**Excerpted passage**
Many designers and small businesses have been affected by the coronavirus and have been forced to close down their stores during the pandemic. Sonia Boyajian, a jewelry designer based in L.A., was one of many artists whose business was put on hold, and she decided to make good use of her time by crafting as a form of meditation—sculpting teapots and making colorful prayer beads.
Prayer beads have been used in religions such as Christianity, Buddhism, Islam, and Hinduism, as a form of prayer and in their nonreligious form, they’re also referred to as worry beads to relieve stress.
Boyajian makes about 30 beads each hour every few days and her assistant Dee makes the clay and brings it to her studio where Dee puts it into the kiln and Boyajian finishes the project by glazing them.
“Making each bead one by one is a very meditative and repetitive process,” Boyajian told Vogue. “My goal is to assemble and utilize my beads in the same ways that these religious faiths do,” she continued.
So far, she has a lot of beads and she plans on making them into jewelry and selling them online and in her store.

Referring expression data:
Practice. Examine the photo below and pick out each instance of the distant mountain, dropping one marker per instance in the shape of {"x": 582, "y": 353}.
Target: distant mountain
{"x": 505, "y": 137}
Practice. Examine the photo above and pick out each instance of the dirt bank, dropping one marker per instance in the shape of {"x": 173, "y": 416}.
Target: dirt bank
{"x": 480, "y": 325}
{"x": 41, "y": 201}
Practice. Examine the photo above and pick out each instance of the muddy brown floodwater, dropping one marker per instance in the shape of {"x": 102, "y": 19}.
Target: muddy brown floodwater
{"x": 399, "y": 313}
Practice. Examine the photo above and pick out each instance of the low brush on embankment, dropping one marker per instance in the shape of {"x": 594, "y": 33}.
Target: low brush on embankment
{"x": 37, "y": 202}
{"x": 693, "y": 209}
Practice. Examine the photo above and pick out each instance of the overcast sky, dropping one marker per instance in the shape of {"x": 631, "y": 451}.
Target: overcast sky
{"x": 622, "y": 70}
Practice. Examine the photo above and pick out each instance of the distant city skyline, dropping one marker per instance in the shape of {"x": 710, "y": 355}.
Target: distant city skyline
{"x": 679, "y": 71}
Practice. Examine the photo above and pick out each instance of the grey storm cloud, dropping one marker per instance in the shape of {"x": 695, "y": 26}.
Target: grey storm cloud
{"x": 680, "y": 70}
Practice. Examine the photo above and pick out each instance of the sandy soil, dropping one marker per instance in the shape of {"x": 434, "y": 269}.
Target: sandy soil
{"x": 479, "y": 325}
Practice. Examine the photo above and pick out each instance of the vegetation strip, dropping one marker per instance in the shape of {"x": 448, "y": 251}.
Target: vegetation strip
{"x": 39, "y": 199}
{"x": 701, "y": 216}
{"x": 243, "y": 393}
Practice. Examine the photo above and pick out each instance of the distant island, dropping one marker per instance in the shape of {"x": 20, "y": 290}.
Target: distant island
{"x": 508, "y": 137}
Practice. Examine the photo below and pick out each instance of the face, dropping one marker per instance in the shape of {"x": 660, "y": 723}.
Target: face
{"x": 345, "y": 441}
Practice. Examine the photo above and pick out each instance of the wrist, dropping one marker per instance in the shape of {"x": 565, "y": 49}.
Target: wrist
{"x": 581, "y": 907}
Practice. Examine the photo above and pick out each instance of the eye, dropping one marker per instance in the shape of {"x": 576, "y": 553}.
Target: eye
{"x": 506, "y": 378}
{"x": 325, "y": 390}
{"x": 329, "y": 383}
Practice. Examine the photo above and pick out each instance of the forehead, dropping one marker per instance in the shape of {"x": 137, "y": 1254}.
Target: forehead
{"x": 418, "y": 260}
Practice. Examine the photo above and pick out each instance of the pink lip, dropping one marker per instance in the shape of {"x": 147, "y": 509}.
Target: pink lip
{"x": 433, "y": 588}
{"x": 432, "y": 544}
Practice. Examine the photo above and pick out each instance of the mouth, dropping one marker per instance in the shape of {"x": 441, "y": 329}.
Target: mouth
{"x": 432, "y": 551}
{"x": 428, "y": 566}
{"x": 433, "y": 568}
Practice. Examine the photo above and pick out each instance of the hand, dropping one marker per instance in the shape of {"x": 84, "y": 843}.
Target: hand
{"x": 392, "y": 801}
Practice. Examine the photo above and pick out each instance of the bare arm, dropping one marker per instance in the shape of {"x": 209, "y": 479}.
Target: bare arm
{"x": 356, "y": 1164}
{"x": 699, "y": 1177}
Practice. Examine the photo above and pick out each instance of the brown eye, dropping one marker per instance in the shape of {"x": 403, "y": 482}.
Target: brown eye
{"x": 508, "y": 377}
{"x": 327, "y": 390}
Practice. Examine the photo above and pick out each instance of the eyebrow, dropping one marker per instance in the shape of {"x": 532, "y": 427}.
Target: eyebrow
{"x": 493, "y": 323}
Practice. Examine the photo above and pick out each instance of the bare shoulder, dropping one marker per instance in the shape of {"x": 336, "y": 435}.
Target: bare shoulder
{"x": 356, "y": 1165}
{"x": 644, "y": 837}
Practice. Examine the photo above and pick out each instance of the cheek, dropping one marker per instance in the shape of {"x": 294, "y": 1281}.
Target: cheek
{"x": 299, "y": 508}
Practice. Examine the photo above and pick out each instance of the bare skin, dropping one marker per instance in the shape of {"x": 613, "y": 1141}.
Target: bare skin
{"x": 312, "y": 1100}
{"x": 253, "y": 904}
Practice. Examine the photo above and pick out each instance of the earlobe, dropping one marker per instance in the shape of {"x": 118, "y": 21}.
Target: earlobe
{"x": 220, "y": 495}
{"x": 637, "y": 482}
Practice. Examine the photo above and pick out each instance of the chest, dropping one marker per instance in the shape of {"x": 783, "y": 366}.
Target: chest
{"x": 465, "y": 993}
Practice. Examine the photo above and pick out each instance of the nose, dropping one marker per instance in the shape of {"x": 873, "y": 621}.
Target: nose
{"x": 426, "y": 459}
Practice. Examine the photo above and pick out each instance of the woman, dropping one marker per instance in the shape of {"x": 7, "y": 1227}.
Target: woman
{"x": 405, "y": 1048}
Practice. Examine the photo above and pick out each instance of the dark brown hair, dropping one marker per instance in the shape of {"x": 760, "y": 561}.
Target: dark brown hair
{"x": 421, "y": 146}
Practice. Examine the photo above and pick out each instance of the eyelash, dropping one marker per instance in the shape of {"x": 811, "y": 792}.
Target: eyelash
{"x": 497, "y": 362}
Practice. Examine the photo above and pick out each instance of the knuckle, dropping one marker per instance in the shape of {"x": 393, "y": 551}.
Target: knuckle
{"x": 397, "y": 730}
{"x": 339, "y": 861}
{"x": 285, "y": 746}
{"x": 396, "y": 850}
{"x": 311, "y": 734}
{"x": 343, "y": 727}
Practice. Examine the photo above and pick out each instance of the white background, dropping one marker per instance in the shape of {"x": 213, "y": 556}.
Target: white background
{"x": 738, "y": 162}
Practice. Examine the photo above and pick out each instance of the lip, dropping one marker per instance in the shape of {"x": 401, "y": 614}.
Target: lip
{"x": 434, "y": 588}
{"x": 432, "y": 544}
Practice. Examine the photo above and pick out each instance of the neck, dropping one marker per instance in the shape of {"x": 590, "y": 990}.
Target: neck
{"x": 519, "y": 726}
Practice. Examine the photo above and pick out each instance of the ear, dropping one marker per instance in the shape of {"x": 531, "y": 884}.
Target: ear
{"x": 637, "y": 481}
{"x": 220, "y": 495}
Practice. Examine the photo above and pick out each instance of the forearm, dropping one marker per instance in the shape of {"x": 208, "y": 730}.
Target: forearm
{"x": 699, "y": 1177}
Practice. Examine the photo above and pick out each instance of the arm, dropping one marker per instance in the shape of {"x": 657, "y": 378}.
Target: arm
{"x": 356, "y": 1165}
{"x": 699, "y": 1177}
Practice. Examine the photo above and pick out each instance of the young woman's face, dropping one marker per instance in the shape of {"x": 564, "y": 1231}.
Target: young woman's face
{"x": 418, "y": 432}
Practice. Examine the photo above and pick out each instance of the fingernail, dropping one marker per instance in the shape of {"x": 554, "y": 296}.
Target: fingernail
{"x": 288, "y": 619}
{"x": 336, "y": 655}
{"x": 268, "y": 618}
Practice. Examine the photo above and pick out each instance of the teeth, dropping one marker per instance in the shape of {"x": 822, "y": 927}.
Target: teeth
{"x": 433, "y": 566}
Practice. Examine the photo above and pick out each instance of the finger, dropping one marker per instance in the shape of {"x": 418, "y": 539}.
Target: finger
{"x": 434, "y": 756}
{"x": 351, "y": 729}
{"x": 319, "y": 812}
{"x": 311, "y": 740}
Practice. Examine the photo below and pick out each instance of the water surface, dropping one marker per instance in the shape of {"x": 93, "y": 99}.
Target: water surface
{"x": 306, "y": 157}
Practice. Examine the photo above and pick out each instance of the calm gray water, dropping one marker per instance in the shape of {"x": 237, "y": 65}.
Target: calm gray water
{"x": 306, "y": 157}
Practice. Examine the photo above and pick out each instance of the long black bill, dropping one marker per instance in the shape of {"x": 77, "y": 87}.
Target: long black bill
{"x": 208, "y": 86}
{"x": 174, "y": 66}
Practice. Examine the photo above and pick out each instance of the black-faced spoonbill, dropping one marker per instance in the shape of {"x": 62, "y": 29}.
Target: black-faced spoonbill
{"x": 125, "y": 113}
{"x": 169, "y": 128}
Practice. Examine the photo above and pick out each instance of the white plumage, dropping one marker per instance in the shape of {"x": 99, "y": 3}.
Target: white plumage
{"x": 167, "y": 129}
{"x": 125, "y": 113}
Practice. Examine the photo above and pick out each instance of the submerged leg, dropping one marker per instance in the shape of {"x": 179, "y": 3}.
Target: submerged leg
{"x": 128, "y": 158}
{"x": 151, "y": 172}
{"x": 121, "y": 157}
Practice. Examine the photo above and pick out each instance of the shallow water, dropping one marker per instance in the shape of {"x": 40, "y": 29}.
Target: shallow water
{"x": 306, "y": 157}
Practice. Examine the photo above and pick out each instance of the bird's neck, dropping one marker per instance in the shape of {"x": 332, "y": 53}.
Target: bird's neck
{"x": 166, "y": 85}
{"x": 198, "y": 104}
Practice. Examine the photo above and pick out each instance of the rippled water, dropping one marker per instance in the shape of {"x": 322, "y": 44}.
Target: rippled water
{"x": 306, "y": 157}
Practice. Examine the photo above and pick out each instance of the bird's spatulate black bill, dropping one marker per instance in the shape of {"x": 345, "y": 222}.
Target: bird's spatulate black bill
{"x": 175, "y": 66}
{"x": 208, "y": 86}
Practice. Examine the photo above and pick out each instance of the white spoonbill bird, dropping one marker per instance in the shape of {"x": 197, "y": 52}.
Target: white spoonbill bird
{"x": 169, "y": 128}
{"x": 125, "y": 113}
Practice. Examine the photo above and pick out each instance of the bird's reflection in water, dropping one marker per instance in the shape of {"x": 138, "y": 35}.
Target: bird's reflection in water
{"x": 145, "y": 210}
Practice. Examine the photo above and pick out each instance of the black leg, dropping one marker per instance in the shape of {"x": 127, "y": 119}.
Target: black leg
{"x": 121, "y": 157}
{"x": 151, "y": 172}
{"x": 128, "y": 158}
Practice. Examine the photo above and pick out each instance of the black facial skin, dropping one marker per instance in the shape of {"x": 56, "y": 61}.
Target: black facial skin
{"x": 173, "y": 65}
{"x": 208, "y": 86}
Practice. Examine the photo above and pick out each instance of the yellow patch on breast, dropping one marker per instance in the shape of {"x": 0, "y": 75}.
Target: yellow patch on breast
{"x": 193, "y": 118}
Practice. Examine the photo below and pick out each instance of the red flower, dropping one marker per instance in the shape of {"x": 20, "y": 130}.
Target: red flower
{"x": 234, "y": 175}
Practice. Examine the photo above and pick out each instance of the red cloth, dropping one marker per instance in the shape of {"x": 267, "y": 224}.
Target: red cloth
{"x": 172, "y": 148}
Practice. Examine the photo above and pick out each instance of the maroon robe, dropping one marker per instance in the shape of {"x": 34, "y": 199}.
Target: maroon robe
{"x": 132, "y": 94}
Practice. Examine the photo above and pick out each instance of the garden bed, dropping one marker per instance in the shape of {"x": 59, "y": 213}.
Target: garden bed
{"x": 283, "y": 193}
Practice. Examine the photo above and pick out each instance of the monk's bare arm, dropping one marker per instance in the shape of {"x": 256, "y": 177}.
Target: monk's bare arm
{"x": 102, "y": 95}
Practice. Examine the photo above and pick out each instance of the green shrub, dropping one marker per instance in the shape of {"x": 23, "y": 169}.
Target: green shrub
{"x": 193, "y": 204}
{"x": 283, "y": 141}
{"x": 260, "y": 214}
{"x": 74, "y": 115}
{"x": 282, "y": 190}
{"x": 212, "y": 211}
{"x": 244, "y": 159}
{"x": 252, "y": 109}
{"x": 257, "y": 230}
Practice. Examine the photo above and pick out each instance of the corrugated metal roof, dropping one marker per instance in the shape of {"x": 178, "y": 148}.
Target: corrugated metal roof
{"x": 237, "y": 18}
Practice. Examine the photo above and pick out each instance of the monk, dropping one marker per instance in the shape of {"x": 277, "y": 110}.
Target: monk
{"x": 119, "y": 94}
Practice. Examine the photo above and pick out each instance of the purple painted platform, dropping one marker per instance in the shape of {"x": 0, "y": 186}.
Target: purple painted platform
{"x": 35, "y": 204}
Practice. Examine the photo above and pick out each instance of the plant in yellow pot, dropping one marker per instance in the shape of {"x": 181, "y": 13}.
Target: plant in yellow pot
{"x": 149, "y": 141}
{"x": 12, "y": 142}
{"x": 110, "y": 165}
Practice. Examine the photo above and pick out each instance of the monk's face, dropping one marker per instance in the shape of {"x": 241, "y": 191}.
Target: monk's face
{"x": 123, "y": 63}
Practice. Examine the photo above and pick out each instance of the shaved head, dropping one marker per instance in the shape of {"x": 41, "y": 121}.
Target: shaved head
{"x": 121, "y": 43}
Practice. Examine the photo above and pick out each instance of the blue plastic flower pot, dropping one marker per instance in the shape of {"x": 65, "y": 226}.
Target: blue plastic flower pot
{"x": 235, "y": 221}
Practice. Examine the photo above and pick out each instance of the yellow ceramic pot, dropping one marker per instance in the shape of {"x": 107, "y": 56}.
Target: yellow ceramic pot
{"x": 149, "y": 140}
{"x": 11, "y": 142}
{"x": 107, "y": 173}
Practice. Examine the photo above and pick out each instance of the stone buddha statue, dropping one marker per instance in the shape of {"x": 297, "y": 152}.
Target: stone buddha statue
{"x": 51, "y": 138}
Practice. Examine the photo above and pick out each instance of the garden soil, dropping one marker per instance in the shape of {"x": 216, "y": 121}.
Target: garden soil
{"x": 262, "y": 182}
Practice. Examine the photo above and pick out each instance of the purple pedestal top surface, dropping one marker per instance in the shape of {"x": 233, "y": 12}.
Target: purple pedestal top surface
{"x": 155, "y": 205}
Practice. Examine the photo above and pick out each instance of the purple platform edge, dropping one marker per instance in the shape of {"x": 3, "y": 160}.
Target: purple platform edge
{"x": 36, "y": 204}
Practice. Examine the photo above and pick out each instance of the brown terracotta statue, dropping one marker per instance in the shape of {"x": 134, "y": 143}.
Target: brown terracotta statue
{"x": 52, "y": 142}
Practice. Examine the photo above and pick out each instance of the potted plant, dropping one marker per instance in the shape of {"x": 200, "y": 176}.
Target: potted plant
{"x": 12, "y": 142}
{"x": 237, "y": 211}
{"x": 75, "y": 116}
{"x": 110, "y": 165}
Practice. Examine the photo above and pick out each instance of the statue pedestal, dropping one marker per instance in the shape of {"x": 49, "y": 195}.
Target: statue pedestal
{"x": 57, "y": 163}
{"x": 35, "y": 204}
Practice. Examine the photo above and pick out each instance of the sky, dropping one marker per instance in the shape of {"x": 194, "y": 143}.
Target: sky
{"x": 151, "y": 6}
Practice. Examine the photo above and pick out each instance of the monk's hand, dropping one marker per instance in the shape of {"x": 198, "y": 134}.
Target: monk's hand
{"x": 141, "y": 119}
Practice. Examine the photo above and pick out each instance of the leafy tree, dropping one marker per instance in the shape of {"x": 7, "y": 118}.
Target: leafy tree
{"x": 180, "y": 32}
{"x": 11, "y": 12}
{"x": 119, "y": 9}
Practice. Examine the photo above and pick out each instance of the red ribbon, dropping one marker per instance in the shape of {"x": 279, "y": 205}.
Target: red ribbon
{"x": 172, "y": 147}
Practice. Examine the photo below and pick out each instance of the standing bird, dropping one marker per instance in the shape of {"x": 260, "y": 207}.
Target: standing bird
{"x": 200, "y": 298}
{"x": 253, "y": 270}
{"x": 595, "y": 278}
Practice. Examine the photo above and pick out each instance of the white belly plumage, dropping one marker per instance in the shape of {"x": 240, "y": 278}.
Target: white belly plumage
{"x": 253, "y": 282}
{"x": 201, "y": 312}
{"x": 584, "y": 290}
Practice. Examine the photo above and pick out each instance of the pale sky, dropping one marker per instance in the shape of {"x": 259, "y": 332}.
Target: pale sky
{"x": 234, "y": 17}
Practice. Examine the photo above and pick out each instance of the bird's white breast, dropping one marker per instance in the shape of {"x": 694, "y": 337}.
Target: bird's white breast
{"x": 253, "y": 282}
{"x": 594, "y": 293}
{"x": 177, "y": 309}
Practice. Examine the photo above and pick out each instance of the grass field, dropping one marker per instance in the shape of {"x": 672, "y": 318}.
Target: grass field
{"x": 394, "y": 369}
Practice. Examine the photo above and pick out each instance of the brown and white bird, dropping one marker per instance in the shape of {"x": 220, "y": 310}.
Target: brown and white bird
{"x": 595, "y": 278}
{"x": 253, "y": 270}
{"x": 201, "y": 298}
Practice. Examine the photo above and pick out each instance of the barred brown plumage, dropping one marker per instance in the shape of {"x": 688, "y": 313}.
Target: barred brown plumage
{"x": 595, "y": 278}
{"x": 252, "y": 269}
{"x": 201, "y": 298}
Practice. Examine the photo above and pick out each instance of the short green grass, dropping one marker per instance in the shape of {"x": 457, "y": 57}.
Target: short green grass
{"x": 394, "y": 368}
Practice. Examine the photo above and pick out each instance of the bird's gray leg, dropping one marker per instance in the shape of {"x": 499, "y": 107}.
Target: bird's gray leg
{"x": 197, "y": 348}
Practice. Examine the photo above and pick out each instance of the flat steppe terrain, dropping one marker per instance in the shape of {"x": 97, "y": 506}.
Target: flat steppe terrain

**Task prompt**
Update the passage about Sonia Boyajian's prayer beads, starting at "Prayer beads have" and ending at "by glazing them.", with "worry beads" changed to "calming beads".

**Written solution**
Prayer beads have been used in religions such as Christianity, Buddhism, Islam, and Hinduism, as a form of prayer and in their nonreligious form, they’re also referred to as calming beads to relieve stress.
Boyajian makes about 30 beads each hour every few days and her assistant Dee makes the clay and brings it to her studio where Dee puts it into the kiln and Boyajian finishes the project by glazing them.